BOC Sciences is committed to providing effective and reliable amino acid asymmetric alkylation synthesis strategies to meet the different needs of customers.
Amino acids are the basis of peptide and protein synthesis, play an important role in the reaction process of oxidation, reduction, hydrolysis and carbon-carbon bond formation in vivo, and determine the properties of peptides and proteins. Among them, optically active amino acids and their derivatives have a wide range of uses in physiology and pharmacology, which has aroused great research enthusiasm of scientists, and methods for asymmetrically synthesizing optically pure amino acids continue to emerge.
Asymmetric alkylation is an asymmetric synthesis in the form of an alkylation reaction. Asymmetric alkylation of amino acids has important applications in medicine, biochemistry, protein and genetic engineering. We use the asymmetric alkylation reaction strategy to realize the efficient synthesis of optically active amino acids, which provides an important tool for the synthesis of active natural products, functionalized peptides and proteins, and the study of the reaction mechanism of biologically active substances.

____________

Answer these questions from the page on amino acid asymmetric alkylation.
(a) Amino acids are the basis of what?
(b) How is asymmetric alkylation defined?
(c) In which fields does asymmetric alkylation of amino acids have important applications?

____________

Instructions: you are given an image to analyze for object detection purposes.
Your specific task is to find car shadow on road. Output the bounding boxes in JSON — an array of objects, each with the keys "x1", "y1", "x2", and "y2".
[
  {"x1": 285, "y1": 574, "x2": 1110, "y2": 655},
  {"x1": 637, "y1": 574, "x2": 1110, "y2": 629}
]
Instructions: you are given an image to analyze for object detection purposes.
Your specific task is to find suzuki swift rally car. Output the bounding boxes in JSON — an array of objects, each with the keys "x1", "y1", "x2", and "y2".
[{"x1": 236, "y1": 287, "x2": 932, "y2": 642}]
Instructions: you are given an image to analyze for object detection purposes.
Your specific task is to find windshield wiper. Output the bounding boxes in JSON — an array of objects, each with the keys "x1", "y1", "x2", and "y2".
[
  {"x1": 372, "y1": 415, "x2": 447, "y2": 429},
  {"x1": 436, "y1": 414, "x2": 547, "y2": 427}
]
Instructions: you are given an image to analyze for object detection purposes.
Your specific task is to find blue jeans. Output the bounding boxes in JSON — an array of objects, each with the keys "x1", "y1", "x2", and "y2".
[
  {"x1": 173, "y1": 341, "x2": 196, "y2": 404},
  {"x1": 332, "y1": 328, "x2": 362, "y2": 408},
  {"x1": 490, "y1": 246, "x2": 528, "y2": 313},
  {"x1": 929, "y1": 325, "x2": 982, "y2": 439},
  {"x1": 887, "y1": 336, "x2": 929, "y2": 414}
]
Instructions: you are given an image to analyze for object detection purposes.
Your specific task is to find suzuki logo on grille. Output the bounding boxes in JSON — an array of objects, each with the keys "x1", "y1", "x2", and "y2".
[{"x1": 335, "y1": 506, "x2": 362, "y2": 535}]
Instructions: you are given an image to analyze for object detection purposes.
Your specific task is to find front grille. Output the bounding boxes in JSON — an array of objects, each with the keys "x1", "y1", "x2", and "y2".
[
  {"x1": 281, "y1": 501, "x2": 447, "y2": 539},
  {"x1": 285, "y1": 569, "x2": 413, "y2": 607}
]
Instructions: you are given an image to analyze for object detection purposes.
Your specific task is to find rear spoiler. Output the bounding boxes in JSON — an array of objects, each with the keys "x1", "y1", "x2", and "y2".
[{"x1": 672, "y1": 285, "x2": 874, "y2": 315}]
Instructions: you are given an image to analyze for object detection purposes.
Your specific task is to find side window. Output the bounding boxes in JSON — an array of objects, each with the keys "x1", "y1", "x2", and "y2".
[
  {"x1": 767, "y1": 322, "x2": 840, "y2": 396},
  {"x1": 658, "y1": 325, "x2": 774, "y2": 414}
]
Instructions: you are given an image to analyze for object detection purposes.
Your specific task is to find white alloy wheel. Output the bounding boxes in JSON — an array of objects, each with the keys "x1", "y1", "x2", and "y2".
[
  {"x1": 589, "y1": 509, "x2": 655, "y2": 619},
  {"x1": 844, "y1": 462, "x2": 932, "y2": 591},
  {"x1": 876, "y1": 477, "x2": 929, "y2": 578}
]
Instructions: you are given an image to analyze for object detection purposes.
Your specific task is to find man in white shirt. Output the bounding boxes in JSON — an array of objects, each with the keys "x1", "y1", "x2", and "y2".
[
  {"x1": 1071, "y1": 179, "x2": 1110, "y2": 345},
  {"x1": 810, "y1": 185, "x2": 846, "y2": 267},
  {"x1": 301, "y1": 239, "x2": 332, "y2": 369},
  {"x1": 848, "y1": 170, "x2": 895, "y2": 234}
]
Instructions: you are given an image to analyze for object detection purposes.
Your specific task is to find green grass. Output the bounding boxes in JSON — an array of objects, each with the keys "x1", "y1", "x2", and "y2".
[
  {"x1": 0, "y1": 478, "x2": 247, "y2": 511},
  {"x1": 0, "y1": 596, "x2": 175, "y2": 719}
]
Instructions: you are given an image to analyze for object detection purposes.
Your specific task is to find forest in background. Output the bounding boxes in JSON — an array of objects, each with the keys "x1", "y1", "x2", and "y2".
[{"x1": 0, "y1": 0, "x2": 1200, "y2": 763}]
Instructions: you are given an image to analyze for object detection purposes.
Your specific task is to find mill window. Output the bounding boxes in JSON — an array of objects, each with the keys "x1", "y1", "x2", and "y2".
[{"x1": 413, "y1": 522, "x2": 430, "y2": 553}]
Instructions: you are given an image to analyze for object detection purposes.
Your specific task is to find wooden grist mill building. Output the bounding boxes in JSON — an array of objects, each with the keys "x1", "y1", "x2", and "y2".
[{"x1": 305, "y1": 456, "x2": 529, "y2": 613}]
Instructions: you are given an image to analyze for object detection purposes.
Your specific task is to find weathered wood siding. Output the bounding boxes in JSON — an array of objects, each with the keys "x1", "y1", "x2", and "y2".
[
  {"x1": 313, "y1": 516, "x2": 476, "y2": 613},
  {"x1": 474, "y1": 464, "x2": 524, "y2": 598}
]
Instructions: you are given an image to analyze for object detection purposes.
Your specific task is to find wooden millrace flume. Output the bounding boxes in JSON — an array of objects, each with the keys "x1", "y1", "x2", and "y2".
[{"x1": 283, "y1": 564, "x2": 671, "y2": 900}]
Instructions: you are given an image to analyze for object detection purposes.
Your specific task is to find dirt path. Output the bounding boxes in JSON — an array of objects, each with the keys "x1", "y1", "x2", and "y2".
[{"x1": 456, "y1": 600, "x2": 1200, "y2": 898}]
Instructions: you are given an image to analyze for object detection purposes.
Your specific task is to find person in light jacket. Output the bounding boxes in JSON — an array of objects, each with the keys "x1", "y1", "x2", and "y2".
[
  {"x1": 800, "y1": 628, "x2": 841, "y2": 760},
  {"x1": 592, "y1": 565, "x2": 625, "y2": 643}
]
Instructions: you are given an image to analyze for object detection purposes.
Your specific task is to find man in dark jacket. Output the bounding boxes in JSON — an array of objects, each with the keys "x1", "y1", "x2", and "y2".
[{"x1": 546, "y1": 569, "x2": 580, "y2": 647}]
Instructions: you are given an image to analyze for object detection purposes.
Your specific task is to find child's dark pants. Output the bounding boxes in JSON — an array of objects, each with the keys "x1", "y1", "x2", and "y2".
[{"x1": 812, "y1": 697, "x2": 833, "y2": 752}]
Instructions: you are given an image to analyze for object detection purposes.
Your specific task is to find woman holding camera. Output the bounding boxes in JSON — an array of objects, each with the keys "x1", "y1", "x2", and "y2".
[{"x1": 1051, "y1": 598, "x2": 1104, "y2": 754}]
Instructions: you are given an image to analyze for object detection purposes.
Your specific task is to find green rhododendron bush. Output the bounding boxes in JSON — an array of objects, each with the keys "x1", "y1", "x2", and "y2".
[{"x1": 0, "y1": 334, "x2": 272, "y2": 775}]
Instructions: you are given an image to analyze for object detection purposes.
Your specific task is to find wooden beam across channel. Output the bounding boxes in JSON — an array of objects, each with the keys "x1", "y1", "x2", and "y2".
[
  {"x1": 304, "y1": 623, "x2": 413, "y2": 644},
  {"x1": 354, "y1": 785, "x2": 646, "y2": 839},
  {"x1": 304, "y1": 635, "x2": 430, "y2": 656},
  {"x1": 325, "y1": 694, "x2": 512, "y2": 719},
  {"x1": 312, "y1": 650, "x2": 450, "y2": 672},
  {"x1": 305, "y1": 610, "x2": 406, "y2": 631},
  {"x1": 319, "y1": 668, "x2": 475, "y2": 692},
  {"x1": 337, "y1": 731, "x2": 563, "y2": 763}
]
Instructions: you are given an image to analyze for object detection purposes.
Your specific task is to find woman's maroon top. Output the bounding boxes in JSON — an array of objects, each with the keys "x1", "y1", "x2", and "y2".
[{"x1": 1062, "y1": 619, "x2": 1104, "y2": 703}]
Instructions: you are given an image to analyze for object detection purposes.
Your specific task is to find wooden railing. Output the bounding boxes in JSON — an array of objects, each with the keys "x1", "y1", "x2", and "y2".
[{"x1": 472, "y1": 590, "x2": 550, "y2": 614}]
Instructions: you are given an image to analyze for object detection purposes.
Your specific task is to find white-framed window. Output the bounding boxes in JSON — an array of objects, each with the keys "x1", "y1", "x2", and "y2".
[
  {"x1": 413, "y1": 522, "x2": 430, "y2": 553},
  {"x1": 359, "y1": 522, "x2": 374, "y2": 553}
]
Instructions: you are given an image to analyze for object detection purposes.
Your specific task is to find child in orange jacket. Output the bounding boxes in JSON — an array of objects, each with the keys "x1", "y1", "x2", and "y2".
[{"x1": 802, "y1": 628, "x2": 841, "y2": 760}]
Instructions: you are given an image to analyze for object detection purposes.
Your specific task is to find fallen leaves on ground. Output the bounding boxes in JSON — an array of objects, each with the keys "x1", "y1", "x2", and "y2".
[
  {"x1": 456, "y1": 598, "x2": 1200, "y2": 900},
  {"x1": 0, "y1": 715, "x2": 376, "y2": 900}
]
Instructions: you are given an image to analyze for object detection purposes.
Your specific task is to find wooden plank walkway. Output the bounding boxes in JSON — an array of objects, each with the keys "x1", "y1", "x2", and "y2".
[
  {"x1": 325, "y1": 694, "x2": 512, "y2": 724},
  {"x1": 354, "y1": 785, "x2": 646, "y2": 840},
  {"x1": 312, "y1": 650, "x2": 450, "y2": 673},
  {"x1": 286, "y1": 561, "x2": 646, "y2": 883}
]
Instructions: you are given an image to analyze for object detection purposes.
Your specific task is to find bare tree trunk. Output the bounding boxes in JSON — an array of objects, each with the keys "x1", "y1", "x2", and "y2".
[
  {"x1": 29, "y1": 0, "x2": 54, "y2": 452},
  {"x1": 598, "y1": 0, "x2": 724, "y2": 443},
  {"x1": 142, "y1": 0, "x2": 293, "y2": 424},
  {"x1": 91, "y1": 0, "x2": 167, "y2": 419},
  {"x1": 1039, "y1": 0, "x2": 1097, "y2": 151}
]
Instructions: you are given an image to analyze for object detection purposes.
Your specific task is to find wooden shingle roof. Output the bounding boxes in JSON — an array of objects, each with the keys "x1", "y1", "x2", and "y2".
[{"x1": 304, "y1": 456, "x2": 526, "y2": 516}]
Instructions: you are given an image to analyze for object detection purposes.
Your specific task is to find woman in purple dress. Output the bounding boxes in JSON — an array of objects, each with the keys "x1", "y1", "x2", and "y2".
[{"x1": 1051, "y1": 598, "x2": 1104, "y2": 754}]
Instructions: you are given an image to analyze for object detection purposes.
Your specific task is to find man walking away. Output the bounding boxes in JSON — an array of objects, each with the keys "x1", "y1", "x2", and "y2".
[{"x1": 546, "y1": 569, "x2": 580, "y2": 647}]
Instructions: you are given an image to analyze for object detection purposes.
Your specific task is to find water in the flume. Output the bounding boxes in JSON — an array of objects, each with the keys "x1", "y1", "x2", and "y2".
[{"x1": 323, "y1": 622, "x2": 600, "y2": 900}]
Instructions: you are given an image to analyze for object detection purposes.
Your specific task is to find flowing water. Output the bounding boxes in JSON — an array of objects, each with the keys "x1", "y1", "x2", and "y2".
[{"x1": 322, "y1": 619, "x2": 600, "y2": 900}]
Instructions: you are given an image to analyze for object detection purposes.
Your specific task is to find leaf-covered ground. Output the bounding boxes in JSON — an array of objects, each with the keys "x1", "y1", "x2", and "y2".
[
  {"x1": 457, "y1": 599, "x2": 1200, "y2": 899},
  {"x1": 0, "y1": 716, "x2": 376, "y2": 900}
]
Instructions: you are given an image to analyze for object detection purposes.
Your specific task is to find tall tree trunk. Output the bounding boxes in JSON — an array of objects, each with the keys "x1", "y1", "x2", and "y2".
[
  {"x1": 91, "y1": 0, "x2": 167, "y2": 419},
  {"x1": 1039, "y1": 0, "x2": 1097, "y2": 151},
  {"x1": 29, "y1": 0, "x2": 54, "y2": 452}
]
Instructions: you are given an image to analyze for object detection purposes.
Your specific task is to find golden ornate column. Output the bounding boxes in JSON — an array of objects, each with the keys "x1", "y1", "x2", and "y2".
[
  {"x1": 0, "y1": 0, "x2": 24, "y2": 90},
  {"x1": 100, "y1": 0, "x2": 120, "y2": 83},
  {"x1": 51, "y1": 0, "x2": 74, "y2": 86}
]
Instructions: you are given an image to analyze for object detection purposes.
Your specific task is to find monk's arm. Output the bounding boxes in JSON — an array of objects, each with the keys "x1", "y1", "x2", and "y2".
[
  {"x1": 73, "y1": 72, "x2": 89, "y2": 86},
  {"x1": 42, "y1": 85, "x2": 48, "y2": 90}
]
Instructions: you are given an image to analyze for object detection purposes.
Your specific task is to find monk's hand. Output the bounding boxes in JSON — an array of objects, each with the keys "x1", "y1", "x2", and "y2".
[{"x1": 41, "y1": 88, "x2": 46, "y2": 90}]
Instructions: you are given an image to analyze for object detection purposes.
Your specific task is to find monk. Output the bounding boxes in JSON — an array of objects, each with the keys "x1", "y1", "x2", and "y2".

____________

> **Task output**
(a) Peptide and protein synthesis.
(b) As an asymmetric synthesis in the form of an alkylation reaction.
(c) Medicine, biochemistry, and protein and genetic engineering.